== Problem statement ==
Gather the lines below that include the string "open", copying each in full.

== Given information ==
──────
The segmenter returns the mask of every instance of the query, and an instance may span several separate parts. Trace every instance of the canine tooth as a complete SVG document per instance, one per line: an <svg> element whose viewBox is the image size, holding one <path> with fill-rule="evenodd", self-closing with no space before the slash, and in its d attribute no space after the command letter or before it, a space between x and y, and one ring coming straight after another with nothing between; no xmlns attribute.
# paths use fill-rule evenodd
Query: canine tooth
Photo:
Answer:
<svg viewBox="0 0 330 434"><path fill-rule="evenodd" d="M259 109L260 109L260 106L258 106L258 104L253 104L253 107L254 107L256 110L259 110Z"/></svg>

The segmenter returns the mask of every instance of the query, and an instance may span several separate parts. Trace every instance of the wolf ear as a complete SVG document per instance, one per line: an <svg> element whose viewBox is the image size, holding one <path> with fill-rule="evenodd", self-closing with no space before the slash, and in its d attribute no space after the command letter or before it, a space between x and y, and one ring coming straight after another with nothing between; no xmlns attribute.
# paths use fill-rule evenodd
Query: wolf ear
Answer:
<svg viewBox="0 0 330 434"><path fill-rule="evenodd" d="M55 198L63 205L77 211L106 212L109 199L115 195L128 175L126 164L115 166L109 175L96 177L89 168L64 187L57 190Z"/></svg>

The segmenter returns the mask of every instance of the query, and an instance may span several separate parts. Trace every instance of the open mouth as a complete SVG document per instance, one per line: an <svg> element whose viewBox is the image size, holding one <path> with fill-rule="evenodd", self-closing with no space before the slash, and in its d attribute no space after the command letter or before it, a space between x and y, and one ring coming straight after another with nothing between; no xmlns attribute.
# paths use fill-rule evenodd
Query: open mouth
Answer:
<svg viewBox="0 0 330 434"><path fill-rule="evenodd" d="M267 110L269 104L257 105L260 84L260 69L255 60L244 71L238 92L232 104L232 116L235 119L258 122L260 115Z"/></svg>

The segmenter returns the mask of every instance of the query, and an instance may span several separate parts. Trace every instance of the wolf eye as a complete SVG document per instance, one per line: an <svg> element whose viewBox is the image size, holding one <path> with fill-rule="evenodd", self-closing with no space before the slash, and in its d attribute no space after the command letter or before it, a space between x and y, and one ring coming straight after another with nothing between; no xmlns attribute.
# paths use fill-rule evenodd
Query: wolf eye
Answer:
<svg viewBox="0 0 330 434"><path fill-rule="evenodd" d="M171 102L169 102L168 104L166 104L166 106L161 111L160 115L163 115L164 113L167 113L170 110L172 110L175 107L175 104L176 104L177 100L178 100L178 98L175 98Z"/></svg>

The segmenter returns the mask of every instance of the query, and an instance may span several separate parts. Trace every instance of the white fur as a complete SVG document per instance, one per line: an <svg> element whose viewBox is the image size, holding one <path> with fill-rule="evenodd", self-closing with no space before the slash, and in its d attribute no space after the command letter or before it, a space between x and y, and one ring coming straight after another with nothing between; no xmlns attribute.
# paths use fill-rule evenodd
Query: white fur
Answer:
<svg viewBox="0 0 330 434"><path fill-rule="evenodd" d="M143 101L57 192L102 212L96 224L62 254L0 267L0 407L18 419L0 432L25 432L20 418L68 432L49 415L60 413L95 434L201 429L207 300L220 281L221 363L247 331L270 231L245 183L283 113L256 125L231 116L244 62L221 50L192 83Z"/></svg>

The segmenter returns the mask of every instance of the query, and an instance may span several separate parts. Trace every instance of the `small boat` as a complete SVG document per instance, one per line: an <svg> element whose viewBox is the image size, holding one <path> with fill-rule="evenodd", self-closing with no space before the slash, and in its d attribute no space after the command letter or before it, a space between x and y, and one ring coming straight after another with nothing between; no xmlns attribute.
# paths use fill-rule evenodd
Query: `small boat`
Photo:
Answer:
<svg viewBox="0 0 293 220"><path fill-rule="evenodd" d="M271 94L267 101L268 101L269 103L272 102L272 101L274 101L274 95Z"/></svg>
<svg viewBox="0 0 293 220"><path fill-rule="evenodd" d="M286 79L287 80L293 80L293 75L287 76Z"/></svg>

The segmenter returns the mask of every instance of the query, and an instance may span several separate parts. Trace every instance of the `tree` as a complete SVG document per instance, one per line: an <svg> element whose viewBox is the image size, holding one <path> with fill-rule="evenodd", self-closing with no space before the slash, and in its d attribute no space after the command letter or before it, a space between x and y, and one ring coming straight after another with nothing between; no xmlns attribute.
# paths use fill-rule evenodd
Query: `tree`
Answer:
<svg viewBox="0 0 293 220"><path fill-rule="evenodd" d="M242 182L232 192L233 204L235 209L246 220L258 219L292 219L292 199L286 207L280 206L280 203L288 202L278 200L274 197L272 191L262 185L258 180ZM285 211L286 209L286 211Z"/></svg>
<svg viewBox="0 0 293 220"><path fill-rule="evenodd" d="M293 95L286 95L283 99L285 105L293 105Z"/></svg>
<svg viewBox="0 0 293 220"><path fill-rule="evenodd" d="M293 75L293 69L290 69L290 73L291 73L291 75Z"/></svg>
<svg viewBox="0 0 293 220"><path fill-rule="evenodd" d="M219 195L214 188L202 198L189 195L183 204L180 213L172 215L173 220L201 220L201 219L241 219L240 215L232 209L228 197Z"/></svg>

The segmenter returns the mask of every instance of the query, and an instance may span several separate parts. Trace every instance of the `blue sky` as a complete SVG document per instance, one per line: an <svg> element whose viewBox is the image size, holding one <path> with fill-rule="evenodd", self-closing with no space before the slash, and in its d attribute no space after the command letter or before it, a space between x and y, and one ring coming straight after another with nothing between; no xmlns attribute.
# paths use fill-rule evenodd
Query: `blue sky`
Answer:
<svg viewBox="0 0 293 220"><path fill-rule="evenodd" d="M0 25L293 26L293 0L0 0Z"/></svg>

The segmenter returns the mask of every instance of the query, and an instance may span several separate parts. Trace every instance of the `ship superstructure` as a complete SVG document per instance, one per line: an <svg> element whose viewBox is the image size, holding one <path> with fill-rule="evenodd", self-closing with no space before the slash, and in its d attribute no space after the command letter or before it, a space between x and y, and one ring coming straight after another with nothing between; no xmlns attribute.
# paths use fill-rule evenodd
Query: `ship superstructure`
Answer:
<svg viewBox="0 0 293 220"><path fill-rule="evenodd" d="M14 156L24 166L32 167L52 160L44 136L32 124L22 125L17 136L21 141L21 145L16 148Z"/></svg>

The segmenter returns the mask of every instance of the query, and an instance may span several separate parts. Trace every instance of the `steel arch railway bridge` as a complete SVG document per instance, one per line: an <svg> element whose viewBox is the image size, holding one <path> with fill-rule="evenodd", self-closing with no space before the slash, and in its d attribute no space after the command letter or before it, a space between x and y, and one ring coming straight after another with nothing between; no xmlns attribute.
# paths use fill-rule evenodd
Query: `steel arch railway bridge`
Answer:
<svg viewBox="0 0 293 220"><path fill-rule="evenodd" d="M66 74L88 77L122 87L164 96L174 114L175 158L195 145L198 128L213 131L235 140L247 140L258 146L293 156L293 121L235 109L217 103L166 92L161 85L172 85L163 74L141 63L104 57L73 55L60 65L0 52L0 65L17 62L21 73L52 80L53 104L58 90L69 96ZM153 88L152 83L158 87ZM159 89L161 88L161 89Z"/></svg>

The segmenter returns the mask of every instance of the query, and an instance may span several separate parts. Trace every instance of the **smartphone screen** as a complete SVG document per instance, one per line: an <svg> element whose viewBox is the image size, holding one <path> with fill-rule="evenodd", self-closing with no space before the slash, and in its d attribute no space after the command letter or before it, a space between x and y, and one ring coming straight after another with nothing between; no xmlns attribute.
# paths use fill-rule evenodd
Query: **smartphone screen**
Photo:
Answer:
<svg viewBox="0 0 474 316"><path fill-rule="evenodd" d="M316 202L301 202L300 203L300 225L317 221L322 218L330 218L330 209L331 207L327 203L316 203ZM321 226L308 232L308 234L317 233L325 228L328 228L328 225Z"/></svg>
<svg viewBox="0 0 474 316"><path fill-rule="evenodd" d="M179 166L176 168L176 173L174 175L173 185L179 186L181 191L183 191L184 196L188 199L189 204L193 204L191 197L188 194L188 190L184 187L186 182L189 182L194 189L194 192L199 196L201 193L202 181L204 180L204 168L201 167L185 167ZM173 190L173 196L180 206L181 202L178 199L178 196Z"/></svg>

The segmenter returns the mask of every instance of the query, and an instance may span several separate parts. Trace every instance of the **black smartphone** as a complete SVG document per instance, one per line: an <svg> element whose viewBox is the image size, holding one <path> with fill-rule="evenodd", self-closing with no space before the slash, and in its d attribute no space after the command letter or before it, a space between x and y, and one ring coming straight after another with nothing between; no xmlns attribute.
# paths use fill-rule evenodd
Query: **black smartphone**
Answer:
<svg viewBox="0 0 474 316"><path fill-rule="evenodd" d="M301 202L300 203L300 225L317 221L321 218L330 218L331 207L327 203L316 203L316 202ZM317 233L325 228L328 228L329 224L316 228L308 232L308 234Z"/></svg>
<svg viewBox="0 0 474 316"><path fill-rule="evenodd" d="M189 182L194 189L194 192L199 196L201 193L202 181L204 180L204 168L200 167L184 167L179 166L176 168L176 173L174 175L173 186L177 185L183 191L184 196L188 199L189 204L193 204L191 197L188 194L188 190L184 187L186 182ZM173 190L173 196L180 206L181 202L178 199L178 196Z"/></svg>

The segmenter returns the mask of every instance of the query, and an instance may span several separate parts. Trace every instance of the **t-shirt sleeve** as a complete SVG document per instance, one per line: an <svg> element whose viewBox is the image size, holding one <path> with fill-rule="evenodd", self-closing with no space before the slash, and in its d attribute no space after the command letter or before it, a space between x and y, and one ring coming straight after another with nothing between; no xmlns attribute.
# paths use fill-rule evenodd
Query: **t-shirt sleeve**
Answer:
──────
== Solution to this task ==
The segmenter returns the mask of every instance of the query, and an instance may span several separate parts. Trace every instance of the open mouth as a complete SVG document per instance, one per line: an <svg> element whose viewBox is the image size, holding one <path> with fill-rule="evenodd", self-closing with no space before the slash, and in its d attribute no space after the command letter or before it, a space between x and y, and one ring coming straight after another with nothing between; no xmlns attribute.
Query: open mouth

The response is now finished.